(Collection entries)
•••

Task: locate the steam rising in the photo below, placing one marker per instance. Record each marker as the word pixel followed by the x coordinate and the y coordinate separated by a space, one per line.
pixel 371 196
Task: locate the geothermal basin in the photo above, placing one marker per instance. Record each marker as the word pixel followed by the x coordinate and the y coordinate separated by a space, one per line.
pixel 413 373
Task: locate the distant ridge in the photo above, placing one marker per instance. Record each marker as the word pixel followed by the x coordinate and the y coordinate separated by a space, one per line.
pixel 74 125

•••

_AIM_
Express every line of the records above as a JSON list of strings, one string per line, leaving out any blank lines.

_COMPLETE ANSWER_
[
  "Task: locate the steam rising in the photo below, placing one marker per instance. Record each marker as the word pixel followed by the x coordinate and the y coordinate separated by a space, one per line.",
  "pixel 371 196",
  "Task: locate the geothermal basin in the photo above, placing one marker per instance. Record each marker as the word pixel followed by the x coordinate and the y coordinate separated by a space, one per line.",
  "pixel 413 373",
  "Task: locate the distant ridge in the photo above, placing one marker per instance. Record each marker as the word pixel followed by the x coordinate and the y coordinate separated by a space, one per line.",
  "pixel 74 125"
]